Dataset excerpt
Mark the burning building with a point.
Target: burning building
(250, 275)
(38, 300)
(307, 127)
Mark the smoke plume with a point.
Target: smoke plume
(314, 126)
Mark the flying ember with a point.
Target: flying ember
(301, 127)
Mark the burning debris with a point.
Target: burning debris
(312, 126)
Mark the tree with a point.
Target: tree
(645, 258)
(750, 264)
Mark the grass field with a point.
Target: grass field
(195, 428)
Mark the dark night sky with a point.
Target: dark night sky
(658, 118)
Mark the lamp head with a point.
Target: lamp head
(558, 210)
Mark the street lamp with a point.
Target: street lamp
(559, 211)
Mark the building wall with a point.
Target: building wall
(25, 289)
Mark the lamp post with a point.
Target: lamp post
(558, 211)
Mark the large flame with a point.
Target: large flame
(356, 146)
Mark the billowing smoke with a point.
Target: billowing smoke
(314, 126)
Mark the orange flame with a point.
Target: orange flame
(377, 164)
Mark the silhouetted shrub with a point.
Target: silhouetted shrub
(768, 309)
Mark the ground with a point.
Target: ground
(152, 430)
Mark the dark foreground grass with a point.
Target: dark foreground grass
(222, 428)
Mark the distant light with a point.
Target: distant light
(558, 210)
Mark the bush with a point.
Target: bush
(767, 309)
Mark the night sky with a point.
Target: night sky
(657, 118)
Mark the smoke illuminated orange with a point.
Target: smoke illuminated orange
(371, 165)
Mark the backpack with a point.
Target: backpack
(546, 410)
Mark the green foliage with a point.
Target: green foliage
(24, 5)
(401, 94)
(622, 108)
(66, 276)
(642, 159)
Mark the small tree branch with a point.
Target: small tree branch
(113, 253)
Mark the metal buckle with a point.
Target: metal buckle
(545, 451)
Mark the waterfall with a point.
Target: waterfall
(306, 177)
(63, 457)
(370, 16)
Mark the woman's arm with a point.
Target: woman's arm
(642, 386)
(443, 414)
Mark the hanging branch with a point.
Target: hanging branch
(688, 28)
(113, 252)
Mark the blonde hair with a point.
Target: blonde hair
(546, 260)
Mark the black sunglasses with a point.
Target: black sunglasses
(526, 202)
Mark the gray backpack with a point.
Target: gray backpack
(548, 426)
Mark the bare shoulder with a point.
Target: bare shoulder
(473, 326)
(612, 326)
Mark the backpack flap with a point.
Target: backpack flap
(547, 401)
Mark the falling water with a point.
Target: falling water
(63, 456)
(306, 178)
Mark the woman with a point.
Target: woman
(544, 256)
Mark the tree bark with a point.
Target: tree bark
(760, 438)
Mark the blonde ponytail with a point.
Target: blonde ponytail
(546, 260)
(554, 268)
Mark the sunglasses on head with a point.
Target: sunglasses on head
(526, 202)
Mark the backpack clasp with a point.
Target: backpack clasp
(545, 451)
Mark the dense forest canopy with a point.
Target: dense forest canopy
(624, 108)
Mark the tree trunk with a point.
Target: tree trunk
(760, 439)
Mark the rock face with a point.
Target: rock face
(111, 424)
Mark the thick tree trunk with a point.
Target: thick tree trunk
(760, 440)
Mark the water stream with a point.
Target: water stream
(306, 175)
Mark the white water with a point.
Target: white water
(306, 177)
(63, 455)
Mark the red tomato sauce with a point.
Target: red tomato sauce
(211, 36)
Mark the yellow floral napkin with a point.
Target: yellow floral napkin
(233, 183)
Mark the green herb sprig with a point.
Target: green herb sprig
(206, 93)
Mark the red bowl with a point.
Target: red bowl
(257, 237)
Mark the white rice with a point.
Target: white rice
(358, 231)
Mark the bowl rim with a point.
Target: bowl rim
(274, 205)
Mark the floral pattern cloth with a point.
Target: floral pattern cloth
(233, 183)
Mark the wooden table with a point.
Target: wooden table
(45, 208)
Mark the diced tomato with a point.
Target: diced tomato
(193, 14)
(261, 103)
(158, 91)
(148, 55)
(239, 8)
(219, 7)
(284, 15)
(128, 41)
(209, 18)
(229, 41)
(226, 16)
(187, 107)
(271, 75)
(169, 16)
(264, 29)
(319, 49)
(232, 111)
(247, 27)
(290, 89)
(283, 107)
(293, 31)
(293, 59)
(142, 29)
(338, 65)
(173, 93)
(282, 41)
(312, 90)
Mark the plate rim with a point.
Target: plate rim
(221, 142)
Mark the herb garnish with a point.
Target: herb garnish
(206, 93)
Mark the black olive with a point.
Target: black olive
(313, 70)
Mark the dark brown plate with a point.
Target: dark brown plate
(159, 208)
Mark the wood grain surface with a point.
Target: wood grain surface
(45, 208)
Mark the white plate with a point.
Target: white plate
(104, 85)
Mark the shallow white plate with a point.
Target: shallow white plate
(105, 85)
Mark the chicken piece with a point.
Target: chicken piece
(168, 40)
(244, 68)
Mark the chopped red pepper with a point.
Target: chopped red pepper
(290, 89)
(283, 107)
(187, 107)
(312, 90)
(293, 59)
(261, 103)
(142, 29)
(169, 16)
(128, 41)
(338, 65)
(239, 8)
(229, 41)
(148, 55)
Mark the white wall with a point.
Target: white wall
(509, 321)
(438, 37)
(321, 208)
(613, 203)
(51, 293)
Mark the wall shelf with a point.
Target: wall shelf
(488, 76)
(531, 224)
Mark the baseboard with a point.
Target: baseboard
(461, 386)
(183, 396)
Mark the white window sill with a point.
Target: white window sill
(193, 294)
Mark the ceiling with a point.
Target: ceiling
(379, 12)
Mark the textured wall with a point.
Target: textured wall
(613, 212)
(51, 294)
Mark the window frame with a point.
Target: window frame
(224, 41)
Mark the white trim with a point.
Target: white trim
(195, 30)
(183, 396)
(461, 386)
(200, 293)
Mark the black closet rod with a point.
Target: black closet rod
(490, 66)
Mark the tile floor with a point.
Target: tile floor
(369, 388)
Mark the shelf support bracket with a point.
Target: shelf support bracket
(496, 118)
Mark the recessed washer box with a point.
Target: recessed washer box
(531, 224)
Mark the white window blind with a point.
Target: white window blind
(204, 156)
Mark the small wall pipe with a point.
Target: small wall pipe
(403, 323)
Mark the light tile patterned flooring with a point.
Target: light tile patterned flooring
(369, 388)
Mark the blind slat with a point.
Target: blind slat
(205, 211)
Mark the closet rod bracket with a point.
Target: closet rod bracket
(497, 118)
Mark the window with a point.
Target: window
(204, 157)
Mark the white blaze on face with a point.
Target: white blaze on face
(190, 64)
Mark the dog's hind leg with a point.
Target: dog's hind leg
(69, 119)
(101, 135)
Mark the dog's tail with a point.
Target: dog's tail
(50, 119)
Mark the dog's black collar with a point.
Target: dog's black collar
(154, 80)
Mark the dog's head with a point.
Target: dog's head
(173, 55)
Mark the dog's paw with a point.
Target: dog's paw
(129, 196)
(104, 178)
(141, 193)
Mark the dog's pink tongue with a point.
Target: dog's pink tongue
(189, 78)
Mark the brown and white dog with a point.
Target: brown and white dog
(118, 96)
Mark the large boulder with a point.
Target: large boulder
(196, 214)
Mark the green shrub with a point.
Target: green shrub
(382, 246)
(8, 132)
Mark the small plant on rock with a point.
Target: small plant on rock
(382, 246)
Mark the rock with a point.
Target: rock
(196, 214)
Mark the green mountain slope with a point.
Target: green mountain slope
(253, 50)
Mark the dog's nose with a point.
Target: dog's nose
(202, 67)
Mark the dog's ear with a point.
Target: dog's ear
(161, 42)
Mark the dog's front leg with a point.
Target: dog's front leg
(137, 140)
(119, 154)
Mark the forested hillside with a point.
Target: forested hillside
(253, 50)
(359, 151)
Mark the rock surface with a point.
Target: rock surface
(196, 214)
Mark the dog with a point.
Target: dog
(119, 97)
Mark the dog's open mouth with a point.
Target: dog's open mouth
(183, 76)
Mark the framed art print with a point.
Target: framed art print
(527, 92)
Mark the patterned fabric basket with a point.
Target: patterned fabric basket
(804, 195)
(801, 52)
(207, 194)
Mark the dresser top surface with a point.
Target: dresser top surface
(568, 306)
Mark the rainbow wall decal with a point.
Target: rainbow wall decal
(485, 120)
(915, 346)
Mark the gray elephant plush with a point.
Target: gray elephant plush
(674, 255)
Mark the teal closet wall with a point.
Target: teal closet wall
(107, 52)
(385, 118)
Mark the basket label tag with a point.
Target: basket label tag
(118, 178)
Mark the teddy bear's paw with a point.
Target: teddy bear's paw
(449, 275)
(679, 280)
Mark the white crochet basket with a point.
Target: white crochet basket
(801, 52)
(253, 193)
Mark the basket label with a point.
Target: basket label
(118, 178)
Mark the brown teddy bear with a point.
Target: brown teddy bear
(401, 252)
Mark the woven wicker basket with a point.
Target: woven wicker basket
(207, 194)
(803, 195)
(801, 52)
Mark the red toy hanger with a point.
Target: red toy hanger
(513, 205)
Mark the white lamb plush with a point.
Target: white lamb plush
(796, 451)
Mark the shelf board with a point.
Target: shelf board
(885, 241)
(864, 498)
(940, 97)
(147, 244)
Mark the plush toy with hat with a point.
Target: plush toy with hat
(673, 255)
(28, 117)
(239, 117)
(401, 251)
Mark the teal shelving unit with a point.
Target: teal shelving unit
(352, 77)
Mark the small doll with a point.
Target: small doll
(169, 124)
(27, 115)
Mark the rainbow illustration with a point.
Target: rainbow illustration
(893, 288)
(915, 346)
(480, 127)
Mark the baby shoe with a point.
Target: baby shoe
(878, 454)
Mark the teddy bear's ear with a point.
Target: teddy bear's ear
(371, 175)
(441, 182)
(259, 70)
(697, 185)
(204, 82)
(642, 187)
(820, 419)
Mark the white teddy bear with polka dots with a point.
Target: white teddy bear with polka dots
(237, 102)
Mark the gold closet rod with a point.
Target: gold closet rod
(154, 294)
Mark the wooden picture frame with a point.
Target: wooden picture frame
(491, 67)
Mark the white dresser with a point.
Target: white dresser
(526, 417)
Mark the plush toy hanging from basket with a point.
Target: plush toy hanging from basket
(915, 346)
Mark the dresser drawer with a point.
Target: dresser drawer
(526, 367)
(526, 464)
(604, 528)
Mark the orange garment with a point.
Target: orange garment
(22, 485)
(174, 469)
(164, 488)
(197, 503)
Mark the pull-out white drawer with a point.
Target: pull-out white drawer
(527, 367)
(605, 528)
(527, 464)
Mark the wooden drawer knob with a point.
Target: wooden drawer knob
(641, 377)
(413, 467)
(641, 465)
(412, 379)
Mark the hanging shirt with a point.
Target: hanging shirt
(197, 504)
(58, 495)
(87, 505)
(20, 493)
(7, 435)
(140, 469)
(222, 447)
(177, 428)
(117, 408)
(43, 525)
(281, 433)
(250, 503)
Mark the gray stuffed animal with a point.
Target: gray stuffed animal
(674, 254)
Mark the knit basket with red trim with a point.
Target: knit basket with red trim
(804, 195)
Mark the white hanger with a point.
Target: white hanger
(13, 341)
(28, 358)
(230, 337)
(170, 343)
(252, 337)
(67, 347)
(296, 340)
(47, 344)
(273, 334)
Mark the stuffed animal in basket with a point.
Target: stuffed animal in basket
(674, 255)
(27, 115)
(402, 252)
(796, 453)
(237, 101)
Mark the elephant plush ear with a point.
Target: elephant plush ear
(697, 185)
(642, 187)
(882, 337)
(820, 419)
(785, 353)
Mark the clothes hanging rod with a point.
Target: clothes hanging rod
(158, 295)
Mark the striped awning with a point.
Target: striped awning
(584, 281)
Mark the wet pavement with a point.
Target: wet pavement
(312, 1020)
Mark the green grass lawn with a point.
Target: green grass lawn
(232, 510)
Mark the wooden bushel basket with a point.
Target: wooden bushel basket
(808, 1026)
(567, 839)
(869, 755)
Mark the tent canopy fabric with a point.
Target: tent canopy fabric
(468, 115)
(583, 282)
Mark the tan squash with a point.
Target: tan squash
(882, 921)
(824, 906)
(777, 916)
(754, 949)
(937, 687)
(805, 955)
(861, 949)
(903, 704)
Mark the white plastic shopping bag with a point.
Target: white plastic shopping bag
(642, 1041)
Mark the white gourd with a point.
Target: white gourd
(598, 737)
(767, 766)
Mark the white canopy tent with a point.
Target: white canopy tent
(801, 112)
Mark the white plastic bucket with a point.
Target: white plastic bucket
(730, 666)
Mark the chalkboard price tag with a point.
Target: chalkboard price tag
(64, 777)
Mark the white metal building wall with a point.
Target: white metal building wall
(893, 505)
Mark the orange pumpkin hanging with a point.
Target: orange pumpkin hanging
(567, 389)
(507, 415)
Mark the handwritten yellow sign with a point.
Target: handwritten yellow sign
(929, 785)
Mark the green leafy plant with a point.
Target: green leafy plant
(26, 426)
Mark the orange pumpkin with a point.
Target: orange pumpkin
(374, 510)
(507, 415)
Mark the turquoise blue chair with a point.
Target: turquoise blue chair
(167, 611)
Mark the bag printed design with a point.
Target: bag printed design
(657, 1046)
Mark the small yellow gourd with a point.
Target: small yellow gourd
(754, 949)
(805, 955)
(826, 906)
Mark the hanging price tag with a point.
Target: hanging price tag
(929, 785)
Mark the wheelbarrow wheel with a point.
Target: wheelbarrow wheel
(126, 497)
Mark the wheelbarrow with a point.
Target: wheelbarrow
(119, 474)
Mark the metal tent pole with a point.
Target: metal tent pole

### Exercise instructions
Return exactly, and only, the line containing "Mark the tan squash with a point." and every line after it through the end of the material.

### Exercise output
Mark the tan squash with a point.
Target: tan squash
(882, 921)
(824, 906)
(777, 916)
(754, 949)
(937, 687)
(805, 955)
(861, 949)
(903, 704)
Mark the white plastic shopping bag with a point.
Target: white plastic shopping bag
(642, 1041)
Mark the white gourd with a point.
Target: white gourd
(598, 737)
(767, 766)
Mark the white canopy tent with a point.
Target: white canopy tent
(801, 112)
Mark the white plastic bucket with a point.
Target: white plastic bucket
(730, 666)
Mark the chalkboard price tag with a point.
Target: chalkboard price tag
(64, 777)
Mark the white metal building wall with a point.
Target: white metal building wall
(893, 505)
Mark the orange pumpkin hanging with a point.
Target: orange pumpkin hanging
(567, 389)
(507, 415)
Mark the handwritten yellow sign with a point.
Target: handwritten yellow sign
(929, 785)
Mark the green leafy plant with a point.
Target: green leafy plant
(26, 426)
Mark the orange pumpkin with a point.
Target: orange pumpkin
(374, 510)
(507, 415)
Mark the turquoise blue chair with a point.
Target: turquoise blue chair
(167, 611)
Mark the bag printed design with a point.
Target: bag printed design
(657, 1046)
Mark the small yellow gourd with a point.
Target: small yellow gourd
(754, 949)
(805, 955)
(826, 906)
Mark the hanging price tag with a point.
Target: hanging price tag
(929, 785)
Mark the wheelbarrow wheel with a point.
Target: wheelbarrow wheel
(126, 497)
Mark the wheelbarrow with a point.
Target: wheelbarrow
(119, 474)
Mark the metal tent pole with a point.
Target: metal tent pole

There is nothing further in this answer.